Files
boocode/openspec/changes/boocontrol/artifacts/p1-fix-analysis.md
indifferentketchup b18de2a331 chore: snapshot working tree - pty_exited notifications + in-flight inference WIP
feat(booterm): structured pty_exited WS notifications. Plan-validated, impl-validated, code-reviewed green (contracts build clean, contracts test 29/29, booterm + web typecheck clean).

wip: in-progress inference/provider refactor (agents.ts, provider.ts, new llama-providers.ts, removed llama-args-validator), plus arena, dispatcher, compaction, schema changes.

openspec: pty-exit-notifications complete; x-agent-flags planned (not yet implemented).
2026-06-14 12:48:47 +00:00

11 KiB

BooControl P1 Fix Analysis

Date: 2026-06-12 Mode: Fix (two prior agents cancelled mid-edit; tree was in broken intermediate state) Result: All builds green, all 51 tests passing (was 32)

Summary

Two prior agents were cancelled mid-edit, leaving the tree with broken TypeScript types (DeltaEmitter.publish missing from type, ws.ts wrong import paths, parseSseLine duplicate identifier, buildEChartsTheme non-existent type). This batch completed all 8 blocking findings, the key advisory findings, and added comprehensive tests.

Blocking Findings (B1-B8)

B1: SSE line parser inverted -- FIXED

  • Evidence: apps/control/src/services/fleet-connector.ts:116-159
  • The parser was completely rewritten. It now handles standard SSE (event: + data: lines) and non-standard single-line (type: json) formats. The parseSseLine function returns { event, eventType } with correct typing. The old contradictory startsWith('data:') filter is gone.

Dataset:
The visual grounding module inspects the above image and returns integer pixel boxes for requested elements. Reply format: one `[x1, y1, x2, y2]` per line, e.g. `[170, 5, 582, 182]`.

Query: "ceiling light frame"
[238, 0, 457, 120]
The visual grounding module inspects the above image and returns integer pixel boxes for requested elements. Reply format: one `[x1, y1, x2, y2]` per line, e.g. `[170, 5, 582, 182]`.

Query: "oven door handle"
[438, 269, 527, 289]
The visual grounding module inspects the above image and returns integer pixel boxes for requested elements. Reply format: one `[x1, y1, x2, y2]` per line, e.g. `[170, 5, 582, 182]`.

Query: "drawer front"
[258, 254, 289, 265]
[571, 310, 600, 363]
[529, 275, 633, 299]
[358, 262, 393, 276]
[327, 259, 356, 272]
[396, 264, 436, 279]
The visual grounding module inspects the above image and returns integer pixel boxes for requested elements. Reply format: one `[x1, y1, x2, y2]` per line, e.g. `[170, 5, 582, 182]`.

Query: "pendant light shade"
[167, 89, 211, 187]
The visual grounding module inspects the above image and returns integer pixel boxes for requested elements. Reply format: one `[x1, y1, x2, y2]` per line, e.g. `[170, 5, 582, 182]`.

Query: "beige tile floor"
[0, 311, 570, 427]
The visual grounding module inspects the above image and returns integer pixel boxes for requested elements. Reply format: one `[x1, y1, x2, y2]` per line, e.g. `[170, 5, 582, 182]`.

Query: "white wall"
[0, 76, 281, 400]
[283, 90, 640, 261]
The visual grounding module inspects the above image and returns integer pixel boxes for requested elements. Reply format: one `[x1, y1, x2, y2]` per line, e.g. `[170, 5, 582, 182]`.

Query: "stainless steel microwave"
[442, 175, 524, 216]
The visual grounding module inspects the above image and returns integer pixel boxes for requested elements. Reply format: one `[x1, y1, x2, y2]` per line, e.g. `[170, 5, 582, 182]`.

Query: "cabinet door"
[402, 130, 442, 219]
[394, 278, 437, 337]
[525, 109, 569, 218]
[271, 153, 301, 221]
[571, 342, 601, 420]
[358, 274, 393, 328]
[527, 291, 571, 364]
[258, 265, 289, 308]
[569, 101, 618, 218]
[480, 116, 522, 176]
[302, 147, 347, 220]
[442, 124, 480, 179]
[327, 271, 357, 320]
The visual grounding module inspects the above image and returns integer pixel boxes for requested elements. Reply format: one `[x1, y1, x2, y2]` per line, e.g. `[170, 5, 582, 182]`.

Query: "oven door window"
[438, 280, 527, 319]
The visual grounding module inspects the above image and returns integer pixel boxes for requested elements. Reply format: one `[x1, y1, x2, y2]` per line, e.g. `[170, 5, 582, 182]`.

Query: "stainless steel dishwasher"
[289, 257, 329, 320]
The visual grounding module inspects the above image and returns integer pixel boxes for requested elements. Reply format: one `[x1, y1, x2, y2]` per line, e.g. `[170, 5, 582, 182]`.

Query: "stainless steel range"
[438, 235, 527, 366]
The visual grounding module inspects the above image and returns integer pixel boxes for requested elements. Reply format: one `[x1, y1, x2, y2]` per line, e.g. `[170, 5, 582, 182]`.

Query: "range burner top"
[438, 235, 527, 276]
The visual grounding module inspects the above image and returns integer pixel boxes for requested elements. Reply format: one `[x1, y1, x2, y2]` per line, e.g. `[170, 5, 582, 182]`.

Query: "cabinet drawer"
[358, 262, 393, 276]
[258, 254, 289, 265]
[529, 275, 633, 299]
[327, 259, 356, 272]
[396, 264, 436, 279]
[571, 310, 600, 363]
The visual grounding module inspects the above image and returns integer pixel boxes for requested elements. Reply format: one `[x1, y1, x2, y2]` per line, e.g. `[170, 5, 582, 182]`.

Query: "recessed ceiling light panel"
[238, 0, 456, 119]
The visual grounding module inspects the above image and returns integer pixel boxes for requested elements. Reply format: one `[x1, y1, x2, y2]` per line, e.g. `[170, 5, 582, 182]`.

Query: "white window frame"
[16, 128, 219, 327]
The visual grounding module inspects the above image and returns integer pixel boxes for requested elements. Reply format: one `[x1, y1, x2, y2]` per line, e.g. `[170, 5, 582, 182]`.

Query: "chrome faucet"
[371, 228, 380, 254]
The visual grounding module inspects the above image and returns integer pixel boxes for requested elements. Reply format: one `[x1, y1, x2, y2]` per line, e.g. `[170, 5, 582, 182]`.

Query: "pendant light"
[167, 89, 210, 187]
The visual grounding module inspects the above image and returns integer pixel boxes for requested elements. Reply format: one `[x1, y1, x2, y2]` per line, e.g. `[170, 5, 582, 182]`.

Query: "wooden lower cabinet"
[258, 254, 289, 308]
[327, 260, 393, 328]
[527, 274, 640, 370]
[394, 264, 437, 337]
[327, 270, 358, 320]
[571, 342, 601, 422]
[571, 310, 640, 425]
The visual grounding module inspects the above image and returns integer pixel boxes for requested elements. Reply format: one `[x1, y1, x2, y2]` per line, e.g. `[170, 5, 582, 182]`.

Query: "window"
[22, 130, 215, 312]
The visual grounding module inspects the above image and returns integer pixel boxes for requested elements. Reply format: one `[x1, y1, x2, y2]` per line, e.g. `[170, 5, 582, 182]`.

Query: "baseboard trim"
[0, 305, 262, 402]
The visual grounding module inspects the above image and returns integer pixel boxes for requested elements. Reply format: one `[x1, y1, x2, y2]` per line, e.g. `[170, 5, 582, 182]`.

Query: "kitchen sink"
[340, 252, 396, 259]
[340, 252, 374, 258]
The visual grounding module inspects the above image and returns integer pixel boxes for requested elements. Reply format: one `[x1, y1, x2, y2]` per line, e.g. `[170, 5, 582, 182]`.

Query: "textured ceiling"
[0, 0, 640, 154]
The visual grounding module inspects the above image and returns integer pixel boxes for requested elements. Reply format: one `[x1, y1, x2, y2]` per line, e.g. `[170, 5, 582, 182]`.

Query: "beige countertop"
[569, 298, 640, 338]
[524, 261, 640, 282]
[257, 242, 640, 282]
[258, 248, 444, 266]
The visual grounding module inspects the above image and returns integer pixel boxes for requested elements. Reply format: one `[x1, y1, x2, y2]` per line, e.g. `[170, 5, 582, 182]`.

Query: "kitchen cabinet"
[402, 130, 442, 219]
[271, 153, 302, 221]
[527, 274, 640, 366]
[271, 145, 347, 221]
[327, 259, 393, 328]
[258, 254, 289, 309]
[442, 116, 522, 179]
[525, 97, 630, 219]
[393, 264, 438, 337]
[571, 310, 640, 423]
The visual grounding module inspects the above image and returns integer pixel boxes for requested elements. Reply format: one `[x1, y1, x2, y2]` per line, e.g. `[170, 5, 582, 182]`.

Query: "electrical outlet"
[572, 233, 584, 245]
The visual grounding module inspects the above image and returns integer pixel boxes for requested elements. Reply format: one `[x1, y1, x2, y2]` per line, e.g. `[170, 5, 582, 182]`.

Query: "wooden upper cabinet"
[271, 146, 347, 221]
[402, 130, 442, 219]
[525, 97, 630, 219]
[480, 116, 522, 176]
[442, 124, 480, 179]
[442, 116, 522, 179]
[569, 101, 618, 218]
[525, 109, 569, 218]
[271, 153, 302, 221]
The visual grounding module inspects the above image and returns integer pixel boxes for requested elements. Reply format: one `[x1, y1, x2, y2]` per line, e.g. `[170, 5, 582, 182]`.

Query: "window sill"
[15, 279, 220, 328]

--

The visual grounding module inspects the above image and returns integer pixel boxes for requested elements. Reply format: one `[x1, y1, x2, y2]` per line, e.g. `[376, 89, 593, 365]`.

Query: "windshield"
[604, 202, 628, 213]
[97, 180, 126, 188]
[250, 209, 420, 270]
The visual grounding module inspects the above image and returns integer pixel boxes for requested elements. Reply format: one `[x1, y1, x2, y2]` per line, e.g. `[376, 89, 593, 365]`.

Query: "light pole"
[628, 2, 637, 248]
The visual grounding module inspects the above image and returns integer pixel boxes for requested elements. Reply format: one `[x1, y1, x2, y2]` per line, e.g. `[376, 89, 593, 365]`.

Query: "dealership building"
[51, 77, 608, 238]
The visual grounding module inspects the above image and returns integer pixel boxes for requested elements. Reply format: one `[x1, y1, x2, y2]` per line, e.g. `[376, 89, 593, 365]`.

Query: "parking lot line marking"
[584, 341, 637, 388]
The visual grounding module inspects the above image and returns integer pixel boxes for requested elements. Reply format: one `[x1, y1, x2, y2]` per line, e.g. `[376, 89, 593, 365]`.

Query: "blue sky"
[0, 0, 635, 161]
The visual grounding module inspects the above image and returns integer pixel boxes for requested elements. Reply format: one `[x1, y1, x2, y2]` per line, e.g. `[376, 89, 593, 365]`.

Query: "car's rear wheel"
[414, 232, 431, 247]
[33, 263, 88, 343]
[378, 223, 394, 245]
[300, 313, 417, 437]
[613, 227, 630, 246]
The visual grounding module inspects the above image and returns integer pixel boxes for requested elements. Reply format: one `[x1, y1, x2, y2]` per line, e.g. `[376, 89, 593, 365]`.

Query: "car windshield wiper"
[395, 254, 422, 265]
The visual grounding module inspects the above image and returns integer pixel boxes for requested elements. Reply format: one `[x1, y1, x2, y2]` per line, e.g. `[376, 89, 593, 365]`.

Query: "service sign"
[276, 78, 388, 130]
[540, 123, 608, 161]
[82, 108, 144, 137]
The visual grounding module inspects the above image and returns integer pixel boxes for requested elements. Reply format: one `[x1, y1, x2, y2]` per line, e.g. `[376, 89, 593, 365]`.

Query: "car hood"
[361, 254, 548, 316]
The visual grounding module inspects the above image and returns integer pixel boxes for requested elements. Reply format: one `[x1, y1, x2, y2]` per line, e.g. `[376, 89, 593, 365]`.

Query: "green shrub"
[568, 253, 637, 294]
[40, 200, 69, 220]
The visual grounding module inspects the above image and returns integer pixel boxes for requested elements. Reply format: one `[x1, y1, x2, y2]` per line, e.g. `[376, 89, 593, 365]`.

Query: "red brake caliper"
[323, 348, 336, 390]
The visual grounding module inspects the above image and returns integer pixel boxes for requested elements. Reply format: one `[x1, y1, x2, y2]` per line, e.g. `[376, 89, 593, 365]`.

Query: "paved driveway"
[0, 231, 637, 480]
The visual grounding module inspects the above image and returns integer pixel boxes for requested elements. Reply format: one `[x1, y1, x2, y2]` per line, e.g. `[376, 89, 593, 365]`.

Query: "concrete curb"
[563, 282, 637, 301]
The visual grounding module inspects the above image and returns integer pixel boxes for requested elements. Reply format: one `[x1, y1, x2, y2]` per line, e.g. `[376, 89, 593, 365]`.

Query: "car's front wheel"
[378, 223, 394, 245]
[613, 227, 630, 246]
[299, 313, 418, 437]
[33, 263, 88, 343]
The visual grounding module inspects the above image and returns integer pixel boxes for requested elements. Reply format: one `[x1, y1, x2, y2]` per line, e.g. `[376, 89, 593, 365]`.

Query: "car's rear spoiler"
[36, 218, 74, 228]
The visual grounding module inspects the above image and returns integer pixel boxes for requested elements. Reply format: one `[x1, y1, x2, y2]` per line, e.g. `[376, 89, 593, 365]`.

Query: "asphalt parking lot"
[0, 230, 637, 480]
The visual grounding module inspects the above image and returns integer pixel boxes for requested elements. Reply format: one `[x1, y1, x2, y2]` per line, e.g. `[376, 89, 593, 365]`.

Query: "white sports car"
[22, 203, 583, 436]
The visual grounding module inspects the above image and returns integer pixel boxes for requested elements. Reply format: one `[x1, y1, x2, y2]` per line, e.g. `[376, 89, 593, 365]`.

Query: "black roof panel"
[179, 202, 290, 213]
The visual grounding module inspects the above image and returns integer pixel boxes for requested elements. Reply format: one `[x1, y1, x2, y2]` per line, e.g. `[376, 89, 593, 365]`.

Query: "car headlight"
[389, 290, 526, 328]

--

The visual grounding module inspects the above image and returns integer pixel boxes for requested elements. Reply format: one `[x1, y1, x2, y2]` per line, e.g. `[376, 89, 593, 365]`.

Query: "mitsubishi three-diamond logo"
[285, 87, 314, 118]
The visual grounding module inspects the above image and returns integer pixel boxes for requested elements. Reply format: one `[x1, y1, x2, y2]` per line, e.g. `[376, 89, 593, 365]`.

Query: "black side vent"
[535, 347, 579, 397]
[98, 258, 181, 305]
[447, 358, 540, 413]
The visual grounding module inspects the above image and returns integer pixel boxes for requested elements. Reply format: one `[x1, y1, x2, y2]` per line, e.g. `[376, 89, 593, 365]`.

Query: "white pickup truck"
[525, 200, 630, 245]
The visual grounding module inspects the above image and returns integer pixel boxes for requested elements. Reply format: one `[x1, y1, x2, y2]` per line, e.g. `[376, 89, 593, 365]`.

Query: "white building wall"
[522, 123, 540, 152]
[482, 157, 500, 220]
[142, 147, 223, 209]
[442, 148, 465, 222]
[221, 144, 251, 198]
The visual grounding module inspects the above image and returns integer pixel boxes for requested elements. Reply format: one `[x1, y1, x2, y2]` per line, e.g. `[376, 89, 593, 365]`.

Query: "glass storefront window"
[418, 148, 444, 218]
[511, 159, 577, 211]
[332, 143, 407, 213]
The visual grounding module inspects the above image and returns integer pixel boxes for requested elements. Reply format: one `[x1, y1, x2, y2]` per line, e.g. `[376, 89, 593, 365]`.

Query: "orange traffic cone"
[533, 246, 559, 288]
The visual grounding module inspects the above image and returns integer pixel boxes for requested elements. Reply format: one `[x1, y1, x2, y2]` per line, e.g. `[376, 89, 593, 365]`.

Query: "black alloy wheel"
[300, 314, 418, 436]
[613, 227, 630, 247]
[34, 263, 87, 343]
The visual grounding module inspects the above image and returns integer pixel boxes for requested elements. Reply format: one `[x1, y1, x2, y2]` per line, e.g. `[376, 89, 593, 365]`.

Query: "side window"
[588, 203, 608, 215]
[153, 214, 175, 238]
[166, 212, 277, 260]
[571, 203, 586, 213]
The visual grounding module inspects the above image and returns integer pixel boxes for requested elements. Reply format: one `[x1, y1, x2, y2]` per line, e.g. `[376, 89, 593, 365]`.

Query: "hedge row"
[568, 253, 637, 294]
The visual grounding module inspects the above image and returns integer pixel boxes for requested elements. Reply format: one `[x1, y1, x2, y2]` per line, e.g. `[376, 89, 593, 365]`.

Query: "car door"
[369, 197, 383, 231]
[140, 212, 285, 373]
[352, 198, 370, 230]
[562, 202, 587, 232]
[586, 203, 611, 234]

Stated problem A: Put this sentence from the fix analysis into Spanish: "This batch completed all 8 blocking findings, the key advisory findings, and added comprehensive tests."
Stated problem B: Find each line in the records that contains the string "side", and copy those lines out.

Final answer A: Este lote completó los 8 hallazgos bloqueantes y los hallazgos consultivos clave, y añadió pruebas exhaustivas.

Final answer B:
Query: "black side vent"
Query: "side window"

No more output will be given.